Exercise set:
**1)** Print the passage from the partnership filing from "strong occupancy enabled" to "its financial obligations.", copying it word for word.
**2)** Select every line of the records that contains the string "dark", and reproduce each one in full. Matching is case-sensitive.

As previously reported, on April 28, 2000, the Managing General Partner, on behalf of the Partnership, filed suit against the former Local General Partner of Bentley Court and certain affiliates of the former Local General Partner alleging mismanagement of the Local Limited Partnership. During May 2001, the former Local General Partner authorized the release of funds held in escrow in the amount of approximately $640,000 to the Partnership that was used to reimburse the Partnership for advances made in previous years. Previously, weak market conditions had caused Bentley Court to be unable to establish a stabilized occupancy. However,
 

A-13


strong occupancy enabled the Property to operate above breakeven during 2003 and 2004 with appropriate debt service coverage and working capital levels. Previously, both the Local General Partner and the Managing General Partner had advanced the Property funds to enable it to stay current on its financial obligations.
 
As previously reported, in February 1997, due to concerns about the Property's long-term viability, the Managing General Partner consummated a transfer of 50% of the Partnership's interest in capital and profits of BK Apartments, located in Jamestowne, North Dakota, to the Local General Partner. The Property generated its final year of Tax Credits in 2001 and the Partnership retained its full share of the Property's Tax Credits through such time period. The Local General Partner subsequently transferred its general partner interest to a new, nonprofit general partner. The Managing General Partner also has the right to put the Partnership's remaining interest to the new Local General Partner any time after December 1, 2001. In addition, the new Local General Partner has the right to call the remaining interest after the Compliance Period has expired. The Property operated above break-even during 2004.

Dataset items
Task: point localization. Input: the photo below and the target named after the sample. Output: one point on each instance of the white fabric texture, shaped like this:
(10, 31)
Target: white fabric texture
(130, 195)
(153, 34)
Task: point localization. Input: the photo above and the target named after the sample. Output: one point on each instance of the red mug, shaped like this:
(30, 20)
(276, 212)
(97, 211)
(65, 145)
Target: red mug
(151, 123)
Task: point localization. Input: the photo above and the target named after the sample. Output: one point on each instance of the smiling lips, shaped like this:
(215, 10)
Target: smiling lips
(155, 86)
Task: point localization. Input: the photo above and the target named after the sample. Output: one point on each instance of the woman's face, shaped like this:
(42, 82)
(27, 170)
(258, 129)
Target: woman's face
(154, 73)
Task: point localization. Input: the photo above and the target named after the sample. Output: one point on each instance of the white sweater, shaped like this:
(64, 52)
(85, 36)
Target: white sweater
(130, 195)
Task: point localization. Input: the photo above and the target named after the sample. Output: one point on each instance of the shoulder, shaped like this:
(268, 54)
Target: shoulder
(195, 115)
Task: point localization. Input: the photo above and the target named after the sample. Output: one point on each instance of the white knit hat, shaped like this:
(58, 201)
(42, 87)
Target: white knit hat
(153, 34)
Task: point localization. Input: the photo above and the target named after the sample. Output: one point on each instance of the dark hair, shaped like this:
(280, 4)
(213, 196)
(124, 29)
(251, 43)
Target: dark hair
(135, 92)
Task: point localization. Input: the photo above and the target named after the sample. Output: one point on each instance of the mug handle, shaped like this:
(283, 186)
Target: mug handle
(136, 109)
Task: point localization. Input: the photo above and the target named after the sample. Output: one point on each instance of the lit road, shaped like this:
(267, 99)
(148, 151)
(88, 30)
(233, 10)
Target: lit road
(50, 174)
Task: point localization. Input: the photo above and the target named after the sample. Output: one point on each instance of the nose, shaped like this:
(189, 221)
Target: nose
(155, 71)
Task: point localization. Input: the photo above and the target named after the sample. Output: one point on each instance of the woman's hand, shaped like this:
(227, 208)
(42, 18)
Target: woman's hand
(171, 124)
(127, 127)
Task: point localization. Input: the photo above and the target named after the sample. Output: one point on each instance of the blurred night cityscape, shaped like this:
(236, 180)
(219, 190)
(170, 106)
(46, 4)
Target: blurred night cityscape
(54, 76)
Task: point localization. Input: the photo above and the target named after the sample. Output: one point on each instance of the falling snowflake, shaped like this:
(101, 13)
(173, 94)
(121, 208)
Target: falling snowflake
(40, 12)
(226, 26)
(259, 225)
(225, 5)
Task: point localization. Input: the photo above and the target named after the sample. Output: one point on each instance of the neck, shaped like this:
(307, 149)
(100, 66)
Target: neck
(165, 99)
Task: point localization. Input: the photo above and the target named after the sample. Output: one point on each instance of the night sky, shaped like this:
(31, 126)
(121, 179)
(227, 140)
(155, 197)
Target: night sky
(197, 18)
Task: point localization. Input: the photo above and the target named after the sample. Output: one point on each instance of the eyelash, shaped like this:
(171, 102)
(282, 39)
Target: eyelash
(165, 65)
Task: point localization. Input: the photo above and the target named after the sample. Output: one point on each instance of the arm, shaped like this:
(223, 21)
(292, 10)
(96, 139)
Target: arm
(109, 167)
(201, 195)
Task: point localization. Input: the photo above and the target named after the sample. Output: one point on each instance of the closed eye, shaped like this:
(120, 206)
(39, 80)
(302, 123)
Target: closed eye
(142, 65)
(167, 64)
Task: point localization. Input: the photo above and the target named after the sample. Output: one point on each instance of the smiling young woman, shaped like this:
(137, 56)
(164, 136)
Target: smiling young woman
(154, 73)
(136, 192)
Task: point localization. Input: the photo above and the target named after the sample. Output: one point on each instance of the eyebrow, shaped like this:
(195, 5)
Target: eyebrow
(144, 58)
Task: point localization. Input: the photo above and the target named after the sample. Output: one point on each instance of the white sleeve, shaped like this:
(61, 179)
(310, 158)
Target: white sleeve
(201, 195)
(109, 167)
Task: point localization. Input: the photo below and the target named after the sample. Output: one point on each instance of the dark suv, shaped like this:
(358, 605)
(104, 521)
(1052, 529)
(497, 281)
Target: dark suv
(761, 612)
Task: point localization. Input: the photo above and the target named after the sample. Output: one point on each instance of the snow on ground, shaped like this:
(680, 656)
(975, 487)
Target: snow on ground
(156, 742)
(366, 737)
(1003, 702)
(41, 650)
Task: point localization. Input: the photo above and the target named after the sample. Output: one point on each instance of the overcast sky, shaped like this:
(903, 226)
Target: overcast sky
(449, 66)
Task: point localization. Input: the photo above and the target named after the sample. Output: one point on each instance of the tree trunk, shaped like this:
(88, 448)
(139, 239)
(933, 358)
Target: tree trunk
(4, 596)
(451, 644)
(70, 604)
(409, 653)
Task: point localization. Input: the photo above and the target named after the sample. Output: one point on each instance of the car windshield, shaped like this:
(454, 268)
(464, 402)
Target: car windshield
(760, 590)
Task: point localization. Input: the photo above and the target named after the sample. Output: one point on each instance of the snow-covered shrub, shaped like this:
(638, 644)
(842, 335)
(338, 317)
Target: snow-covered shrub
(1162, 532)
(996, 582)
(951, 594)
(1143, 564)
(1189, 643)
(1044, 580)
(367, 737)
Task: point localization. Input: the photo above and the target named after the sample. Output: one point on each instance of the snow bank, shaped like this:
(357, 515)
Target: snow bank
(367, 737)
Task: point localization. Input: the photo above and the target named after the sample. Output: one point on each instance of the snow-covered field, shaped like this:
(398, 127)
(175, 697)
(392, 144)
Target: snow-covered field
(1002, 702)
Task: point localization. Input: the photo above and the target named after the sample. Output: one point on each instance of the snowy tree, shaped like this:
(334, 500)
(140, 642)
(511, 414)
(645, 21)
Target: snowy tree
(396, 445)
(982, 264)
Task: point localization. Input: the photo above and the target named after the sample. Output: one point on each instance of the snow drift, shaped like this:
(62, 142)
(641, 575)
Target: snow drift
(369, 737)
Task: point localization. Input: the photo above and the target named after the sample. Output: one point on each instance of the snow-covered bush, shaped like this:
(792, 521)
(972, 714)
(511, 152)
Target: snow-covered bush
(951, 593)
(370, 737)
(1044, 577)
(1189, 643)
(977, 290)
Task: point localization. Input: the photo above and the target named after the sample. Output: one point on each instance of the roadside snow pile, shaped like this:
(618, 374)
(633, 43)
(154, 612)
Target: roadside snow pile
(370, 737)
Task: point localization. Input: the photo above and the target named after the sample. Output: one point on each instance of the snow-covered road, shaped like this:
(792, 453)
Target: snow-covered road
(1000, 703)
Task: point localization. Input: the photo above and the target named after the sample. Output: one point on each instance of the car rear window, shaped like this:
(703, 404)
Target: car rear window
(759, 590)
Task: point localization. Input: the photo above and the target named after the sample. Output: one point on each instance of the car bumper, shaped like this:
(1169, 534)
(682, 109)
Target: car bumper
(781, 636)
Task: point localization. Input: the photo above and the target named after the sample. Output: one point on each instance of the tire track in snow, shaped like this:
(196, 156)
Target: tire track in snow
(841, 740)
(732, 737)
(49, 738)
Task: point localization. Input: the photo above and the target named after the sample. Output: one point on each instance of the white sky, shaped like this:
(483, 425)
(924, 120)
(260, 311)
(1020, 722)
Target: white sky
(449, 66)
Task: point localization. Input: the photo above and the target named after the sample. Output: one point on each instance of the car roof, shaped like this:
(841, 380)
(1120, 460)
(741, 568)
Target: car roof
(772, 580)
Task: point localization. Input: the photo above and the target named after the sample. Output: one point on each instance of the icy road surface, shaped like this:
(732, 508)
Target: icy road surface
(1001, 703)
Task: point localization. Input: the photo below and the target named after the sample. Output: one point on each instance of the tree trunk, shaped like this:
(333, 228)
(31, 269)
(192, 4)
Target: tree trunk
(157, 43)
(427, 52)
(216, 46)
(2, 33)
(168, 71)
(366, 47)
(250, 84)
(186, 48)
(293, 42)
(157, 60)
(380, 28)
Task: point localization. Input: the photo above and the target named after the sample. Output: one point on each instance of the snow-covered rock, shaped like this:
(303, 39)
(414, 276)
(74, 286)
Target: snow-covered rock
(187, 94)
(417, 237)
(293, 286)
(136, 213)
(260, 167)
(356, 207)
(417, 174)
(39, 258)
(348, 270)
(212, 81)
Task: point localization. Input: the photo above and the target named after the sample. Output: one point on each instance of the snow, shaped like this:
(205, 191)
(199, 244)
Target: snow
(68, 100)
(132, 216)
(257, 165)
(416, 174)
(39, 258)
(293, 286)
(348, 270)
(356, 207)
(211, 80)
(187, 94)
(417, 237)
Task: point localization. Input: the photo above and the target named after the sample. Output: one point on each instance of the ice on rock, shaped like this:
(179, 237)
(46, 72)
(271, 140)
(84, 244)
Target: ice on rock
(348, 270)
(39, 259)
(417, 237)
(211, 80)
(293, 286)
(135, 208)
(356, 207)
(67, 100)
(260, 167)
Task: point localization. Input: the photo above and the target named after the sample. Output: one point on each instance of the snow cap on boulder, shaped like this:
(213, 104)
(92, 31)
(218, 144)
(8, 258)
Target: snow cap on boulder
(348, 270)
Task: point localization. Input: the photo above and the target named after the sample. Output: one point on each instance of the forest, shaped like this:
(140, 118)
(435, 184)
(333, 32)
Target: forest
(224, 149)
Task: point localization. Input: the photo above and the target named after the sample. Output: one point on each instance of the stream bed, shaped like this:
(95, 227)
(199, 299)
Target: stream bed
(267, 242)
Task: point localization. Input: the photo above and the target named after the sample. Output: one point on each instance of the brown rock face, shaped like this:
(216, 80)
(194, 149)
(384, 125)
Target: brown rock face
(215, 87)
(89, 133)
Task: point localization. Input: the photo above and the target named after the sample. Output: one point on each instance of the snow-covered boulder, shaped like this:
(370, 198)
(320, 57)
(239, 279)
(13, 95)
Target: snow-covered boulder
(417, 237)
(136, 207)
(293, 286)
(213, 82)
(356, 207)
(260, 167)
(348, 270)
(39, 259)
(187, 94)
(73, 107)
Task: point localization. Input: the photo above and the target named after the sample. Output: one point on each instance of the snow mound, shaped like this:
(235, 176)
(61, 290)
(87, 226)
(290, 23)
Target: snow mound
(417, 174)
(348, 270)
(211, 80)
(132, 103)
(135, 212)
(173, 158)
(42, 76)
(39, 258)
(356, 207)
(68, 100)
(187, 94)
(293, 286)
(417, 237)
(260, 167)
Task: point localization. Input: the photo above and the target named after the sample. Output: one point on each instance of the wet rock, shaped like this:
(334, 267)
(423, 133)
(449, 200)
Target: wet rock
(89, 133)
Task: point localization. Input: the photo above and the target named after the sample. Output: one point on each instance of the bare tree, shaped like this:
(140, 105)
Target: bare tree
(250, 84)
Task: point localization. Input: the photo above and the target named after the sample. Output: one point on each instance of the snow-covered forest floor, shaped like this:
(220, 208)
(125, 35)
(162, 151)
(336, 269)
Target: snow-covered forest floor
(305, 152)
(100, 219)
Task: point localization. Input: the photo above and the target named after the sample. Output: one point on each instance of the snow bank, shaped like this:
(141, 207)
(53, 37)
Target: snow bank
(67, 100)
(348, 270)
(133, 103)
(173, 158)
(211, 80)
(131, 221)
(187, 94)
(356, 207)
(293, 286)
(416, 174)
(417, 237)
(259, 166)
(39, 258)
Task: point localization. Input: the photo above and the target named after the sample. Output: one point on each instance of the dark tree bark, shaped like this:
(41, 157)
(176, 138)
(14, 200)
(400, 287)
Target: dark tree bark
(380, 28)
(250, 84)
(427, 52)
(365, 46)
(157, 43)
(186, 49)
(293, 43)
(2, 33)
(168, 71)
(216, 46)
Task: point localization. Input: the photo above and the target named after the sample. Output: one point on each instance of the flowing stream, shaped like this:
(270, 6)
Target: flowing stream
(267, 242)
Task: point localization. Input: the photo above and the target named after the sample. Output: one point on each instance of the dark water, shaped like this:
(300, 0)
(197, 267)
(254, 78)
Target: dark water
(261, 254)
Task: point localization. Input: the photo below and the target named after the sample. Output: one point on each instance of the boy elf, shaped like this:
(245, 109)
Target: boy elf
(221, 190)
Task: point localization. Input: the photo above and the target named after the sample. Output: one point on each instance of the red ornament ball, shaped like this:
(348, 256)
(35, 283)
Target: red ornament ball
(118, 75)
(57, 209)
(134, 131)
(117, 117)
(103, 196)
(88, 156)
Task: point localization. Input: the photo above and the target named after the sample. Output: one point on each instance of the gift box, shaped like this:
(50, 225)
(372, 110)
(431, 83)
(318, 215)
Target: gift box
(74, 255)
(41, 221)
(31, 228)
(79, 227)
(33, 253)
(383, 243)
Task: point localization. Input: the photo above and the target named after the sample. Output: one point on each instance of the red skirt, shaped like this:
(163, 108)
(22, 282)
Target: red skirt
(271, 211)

The answers:
**1)**
strong occupancy enabled the Property to operate above breakeven during 2003 and 2004 with appropriate debt service coverage and working capital levels. Previously, both the Local General Partner and the Managing General Partner had advanced the Property funds to enable it to stay current on its financial obligations.

**2)**
Task: point localization. Input: the photo above and the target named after the sample. Output: one point on each instance of the dark hair, shaped like this:
Target: dark hair
Task: point localization. Input: the photo below and the target named after the sample. Output: one point on each instance of the dark suv, shaped like this:
Target: dark suv
Task: point localization. Input: the photo above and the target named after the sample. Output: one point on each instance of the dark tree bark, shaped like this:
Target: dark tree bark
Task: point localization. Input: the photo above and the target named after the sample. Output: one point on each instance of the dark water, shaped like this:
Target: dark water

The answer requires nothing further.